## [Exercise requirements]
Please retype every one of the records below word for word, leaving the pictures out of your answer.

□ □ □ □ □

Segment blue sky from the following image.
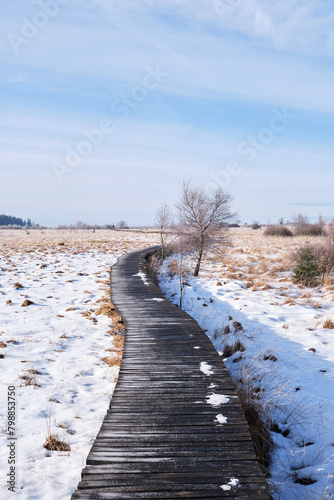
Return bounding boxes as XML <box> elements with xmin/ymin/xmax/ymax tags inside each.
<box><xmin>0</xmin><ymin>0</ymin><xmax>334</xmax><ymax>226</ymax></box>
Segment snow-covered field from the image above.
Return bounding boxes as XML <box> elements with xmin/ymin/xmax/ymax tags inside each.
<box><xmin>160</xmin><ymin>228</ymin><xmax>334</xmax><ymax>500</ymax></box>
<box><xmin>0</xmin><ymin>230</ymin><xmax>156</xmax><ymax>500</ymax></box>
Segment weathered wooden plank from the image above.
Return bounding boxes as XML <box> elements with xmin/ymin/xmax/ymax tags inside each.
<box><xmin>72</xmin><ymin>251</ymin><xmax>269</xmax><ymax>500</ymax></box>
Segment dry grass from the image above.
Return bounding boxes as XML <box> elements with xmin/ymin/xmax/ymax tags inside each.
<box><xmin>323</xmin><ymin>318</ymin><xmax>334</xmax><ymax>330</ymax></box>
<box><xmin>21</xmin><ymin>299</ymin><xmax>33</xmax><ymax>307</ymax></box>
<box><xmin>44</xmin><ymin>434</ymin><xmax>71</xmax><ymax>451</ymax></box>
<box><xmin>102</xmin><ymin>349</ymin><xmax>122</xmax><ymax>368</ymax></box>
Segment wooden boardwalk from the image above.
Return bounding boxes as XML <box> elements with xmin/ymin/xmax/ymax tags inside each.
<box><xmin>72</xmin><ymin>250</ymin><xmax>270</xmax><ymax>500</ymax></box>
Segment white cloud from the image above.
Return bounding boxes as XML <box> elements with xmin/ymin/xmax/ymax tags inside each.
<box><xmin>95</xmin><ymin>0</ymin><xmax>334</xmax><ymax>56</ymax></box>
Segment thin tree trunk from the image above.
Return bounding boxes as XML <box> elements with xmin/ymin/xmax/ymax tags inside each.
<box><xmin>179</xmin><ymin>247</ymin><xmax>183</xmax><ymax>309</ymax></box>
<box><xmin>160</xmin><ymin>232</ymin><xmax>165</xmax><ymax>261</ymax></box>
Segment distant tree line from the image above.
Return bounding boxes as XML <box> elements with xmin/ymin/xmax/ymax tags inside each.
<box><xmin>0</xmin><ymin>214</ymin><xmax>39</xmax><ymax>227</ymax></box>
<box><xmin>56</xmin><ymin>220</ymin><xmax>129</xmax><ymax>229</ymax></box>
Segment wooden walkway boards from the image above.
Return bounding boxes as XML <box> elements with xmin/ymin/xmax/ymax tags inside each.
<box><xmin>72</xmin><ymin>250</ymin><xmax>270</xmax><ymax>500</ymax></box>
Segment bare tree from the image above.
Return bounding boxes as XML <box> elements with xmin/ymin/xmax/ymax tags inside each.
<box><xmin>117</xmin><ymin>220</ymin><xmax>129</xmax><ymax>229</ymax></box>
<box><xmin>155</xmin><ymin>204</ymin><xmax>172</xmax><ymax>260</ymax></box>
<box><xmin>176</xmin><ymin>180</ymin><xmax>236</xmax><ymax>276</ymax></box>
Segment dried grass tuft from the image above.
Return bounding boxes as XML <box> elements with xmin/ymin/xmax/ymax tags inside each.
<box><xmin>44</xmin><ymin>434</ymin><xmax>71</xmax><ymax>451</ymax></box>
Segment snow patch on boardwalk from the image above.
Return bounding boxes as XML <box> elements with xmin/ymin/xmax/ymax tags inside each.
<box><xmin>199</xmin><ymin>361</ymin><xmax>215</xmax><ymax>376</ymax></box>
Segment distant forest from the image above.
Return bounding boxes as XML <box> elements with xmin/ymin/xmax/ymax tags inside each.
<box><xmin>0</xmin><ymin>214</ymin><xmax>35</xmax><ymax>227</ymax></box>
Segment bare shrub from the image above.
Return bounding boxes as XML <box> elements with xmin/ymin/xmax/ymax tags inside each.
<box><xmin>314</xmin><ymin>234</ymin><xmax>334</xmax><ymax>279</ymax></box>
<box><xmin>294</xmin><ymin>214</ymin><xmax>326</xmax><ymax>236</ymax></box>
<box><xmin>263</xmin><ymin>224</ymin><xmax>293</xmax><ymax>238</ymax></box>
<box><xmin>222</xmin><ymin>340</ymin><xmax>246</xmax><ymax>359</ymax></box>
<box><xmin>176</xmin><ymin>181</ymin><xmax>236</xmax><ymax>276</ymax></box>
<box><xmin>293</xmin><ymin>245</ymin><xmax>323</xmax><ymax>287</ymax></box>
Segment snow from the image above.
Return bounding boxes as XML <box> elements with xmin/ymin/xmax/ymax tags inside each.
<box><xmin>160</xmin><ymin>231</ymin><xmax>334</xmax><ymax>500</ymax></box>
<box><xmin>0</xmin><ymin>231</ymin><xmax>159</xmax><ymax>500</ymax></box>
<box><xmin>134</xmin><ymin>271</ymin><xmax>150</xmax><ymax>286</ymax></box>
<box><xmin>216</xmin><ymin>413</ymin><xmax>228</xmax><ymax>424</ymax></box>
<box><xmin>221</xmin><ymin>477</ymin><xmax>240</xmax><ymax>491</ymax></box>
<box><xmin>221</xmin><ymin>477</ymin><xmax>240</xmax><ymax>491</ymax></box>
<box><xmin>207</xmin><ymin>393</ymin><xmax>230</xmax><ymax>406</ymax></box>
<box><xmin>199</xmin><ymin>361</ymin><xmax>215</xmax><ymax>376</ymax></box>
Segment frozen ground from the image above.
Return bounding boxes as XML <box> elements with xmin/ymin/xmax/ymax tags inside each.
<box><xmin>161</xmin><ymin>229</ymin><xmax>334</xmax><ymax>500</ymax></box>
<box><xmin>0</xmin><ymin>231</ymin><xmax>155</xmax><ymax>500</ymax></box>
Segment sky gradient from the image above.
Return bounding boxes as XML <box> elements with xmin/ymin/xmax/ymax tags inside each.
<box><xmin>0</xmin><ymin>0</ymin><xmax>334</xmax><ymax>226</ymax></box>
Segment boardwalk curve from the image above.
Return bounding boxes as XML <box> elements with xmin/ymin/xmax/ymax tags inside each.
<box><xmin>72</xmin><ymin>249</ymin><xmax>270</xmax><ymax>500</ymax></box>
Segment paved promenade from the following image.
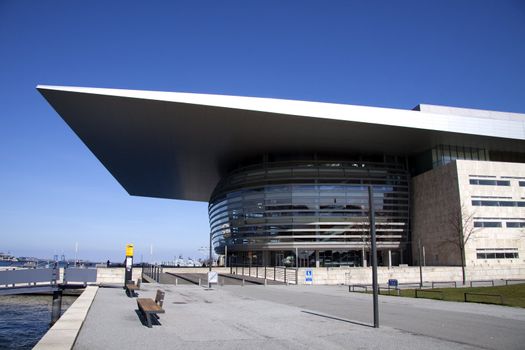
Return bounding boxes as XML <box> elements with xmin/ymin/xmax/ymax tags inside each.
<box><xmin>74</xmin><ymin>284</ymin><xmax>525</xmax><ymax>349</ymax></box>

□ □ □ □ □

## [Correct result]
Segment blue sky from the following image.
Return bounding boxes as XML <box> elements with xmin/ymin/xmax/ymax tags inside each.
<box><xmin>0</xmin><ymin>0</ymin><xmax>334</xmax><ymax>226</ymax></box>
Segment snow-covered field from the image above.
Return bounding boxes as XML <box> elements with xmin/ymin/xmax/ymax tags inside each.
<box><xmin>160</xmin><ymin>228</ymin><xmax>334</xmax><ymax>500</ymax></box>
<box><xmin>0</xmin><ymin>230</ymin><xmax>156</xmax><ymax>500</ymax></box>
Segment weathered wooden plank from the image above.
Return bounding boxes as XML <box> elements with xmin/ymin/xmax/ymax tags inside each.
<box><xmin>72</xmin><ymin>251</ymin><xmax>269</xmax><ymax>500</ymax></box>
Segment dry grass from the image above.
Return bounding boxes as XML <box> elements with xmin/ymin/xmax/ymax tags inside each.
<box><xmin>323</xmin><ymin>318</ymin><xmax>334</xmax><ymax>330</ymax></box>
<box><xmin>21</xmin><ymin>299</ymin><xmax>33</xmax><ymax>307</ymax></box>
<box><xmin>44</xmin><ymin>434</ymin><xmax>71</xmax><ymax>451</ymax></box>
<box><xmin>102</xmin><ymin>349</ymin><xmax>122</xmax><ymax>368</ymax></box>
Segment wooden boardwalk from the image above.
Return bounding boxes as XML <box> elements with xmin/ymin/xmax/ymax tags inside each.
<box><xmin>72</xmin><ymin>250</ymin><xmax>270</xmax><ymax>500</ymax></box>
Segment white cloud from the image above.
Return bounding boxes as XML <box> elements with xmin/ymin/xmax/ymax tags inside each.
<box><xmin>95</xmin><ymin>0</ymin><xmax>334</xmax><ymax>56</ymax></box>
Segment thin tree trunk from the image above.
Return bounding boxes as XML <box> elements with xmin/ymin/xmax/ymax tags inside each.
<box><xmin>179</xmin><ymin>247</ymin><xmax>183</xmax><ymax>309</ymax></box>
<box><xmin>160</xmin><ymin>232</ymin><xmax>165</xmax><ymax>261</ymax></box>
Segment distant tree line from the image above.
Return bounding boxes as XML <box> elements with xmin/ymin/xmax/ymax tags inside each.
<box><xmin>0</xmin><ymin>214</ymin><xmax>39</xmax><ymax>227</ymax></box>
<box><xmin>56</xmin><ymin>220</ymin><xmax>129</xmax><ymax>229</ymax></box>
Segment wooden walkway boards from the image above.
Return bounding boxes as XML <box> elements with xmin/ymin/xmax/ymax tags inside each.
<box><xmin>72</xmin><ymin>250</ymin><xmax>270</xmax><ymax>500</ymax></box>
Segment bare tree from the image above.
Return bounding boxes as XML <box> elements with xmin/ymin/xmax/ymax tags inside each.
<box><xmin>117</xmin><ymin>220</ymin><xmax>129</xmax><ymax>229</ymax></box>
<box><xmin>155</xmin><ymin>204</ymin><xmax>172</xmax><ymax>260</ymax></box>
<box><xmin>176</xmin><ymin>180</ymin><xmax>236</xmax><ymax>276</ymax></box>
Segment dried grass tuft from the image above.
Return bounding boxes as XML <box> elements with xmin/ymin/xmax/ymax tags inside each.
<box><xmin>44</xmin><ymin>434</ymin><xmax>71</xmax><ymax>451</ymax></box>
Segment snow patch on boardwalk from the image above.
Return bounding boxes as XML <box> elements with xmin/ymin/xmax/ymax tags inside each.
<box><xmin>199</xmin><ymin>361</ymin><xmax>215</xmax><ymax>376</ymax></box>
Segment distant forest from the image above.
Return bounding boxes as XML <box> elements with xmin/ymin/xmax/ymax tags inside each.
<box><xmin>0</xmin><ymin>214</ymin><xmax>35</xmax><ymax>227</ymax></box>
Segment bare shrub from the image above.
Return bounding boxes as XML <box> elements with xmin/ymin/xmax/ymax tags inside each.
<box><xmin>314</xmin><ymin>234</ymin><xmax>334</xmax><ymax>279</ymax></box>
<box><xmin>294</xmin><ymin>214</ymin><xmax>326</xmax><ymax>236</ymax></box>
<box><xmin>263</xmin><ymin>224</ymin><xmax>293</xmax><ymax>238</ymax></box>
<box><xmin>222</xmin><ymin>340</ymin><xmax>246</xmax><ymax>359</ymax></box>
<box><xmin>176</xmin><ymin>181</ymin><xmax>236</xmax><ymax>276</ymax></box>
<box><xmin>293</xmin><ymin>245</ymin><xmax>323</xmax><ymax>287</ymax></box>
Segment snow from the image above.
Return bounding boxes as XML <box> elements with xmin/ymin/xmax/ymax tags inside each.
<box><xmin>160</xmin><ymin>231</ymin><xmax>334</xmax><ymax>500</ymax></box>
<box><xmin>0</xmin><ymin>231</ymin><xmax>159</xmax><ymax>500</ymax></box>
<box><xmin>134</xmin><ymin>271</ymin><xmax>150</xmax><ymax>286</ymax></box>
<box><xmin>216</xmin><ymin>413</ymin><xmax>228</xmax><ymax>424</ymax></box>
<box><xmin>221</xmin><ymin>477</ymin><xmax>240</xmax><ymax>491</ymax></box>
<box><xmin>221</xmin><ymin>477</ymin><xmax>240</xmax><ymax>491</ymax></box>
<box><xmin>207</xmin><ymin>393</ymin><xmax>230</xmax><ymax>406</ymax></box>
<box><xmin>199</xmin><ymin>361</ymin><xmax>215</xmax><ymax>376</ymax></box>
Segment frozen ground from the image above.
Return bounding boxes as XML <box> elements with xmin/ymin/xmax/ymax tags inside each.
<box><xmin>161</xmin><ymin>229</ymin><xmax>334</xmax><ymax>500</ymax></box>
<box><xmin>0</xmin><ymin>231</ymin><xmax>155</xmax><ymax>500</ymax></box>
Segment sky gradient from the image above.
Return bounding boxes as XML <box> elements with xmin/ymin/xmax/ymax tags inside each.
<box><xmin>0</xmin><ymin>0</ymin><xmax>334</xmax><ymax>226</ymax></box>
Segment boardwalk curve from the image above.
Return bounding boxes as XML <box> elements with xmin/ymin/xmax/ymax tags inside each.
<box><xmin>72</xmin><ymin>249</ymin><xmax>270</xmax><ymax>500</ymax></box>
Segment paved promenade from the following image.
Return bounding boxes as XML <box> elements with xmin/ymin/xmax/ymax tags inside each.
<box><xmin>74</xmin><ymin>284</ymin><xmax>525</xmax><ymax>349</ymax></box>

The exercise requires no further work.